Required task |
Copy out, each on its own line, every line below that contains the string "crown". Case counts.

Record list |
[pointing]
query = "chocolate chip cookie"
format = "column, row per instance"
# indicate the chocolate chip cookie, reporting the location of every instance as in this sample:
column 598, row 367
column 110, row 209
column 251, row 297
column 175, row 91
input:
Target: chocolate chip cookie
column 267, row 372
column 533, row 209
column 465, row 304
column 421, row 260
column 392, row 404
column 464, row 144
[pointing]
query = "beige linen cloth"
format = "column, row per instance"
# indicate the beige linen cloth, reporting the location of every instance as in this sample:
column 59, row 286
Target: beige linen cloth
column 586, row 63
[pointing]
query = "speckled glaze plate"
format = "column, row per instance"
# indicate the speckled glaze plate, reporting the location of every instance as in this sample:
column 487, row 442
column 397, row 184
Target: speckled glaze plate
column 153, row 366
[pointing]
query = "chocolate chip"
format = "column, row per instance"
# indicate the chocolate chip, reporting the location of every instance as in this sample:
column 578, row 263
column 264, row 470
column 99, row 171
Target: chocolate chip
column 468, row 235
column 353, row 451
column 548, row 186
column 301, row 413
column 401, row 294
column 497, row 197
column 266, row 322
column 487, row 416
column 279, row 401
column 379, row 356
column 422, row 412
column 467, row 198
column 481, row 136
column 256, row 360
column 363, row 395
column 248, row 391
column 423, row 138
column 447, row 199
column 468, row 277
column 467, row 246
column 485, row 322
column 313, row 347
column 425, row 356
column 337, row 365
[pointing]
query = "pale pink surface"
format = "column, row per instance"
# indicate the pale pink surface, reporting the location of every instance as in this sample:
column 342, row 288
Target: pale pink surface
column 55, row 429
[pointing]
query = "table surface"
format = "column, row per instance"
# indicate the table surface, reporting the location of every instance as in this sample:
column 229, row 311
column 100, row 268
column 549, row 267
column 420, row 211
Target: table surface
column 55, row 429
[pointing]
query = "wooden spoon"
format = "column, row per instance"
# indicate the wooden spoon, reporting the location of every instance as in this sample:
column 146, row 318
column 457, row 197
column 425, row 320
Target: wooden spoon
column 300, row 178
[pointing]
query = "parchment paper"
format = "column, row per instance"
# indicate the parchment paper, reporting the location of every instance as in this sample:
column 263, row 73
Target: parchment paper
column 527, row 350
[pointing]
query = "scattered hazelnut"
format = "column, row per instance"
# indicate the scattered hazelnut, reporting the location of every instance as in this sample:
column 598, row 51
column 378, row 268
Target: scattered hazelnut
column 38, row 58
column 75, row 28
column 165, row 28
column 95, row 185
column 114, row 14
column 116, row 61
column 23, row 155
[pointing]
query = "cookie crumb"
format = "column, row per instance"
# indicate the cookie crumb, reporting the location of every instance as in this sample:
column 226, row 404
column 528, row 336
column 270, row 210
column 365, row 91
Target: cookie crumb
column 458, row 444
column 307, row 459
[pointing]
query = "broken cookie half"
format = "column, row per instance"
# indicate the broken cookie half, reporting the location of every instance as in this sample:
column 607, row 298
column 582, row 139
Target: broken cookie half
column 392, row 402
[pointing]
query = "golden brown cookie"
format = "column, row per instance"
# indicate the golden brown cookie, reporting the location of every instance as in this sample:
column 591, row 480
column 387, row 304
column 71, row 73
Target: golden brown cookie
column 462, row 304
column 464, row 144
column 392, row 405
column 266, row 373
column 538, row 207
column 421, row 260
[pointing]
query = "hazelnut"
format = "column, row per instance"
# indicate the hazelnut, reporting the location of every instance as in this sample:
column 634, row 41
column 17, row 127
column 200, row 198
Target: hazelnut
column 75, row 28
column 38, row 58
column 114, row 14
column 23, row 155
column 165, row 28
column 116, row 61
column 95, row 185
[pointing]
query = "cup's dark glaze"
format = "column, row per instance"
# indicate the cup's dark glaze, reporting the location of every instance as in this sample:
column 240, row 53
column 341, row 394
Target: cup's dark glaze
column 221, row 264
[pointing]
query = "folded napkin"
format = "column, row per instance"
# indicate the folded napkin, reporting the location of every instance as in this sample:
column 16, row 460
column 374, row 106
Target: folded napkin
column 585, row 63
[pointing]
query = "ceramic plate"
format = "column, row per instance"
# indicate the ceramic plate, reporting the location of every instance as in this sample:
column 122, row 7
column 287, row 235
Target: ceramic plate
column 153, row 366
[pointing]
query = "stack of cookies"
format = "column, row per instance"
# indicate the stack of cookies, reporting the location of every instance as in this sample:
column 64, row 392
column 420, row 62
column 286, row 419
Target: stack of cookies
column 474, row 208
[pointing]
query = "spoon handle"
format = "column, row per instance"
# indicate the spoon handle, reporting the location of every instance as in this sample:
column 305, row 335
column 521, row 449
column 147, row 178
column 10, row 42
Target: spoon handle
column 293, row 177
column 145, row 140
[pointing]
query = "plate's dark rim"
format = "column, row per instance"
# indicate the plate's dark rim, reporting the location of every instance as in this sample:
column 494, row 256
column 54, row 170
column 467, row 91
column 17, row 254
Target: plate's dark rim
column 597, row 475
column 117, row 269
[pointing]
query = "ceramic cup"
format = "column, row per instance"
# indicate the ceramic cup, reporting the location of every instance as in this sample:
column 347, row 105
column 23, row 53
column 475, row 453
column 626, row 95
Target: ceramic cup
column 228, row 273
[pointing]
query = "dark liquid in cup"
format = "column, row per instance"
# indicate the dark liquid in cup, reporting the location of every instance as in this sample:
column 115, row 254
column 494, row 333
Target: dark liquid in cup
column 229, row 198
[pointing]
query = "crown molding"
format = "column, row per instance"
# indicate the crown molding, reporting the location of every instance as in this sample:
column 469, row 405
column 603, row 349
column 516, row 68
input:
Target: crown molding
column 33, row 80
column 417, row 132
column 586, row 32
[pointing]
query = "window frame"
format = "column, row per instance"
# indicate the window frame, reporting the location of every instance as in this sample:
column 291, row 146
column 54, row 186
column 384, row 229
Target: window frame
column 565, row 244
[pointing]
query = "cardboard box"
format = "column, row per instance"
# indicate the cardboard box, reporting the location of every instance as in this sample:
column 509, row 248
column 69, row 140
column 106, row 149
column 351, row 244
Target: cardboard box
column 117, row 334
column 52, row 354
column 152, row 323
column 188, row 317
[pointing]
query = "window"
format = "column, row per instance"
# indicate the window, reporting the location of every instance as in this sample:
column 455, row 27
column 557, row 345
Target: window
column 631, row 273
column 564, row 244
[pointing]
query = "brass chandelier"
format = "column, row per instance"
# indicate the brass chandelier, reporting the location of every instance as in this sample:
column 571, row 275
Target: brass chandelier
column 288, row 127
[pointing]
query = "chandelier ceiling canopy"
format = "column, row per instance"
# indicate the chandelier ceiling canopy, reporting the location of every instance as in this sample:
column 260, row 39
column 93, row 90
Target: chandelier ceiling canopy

Output of the task |
query = "crown molding"
# indicate the crown molding, reporting the location of every instance as in this sample:
Target: crown molding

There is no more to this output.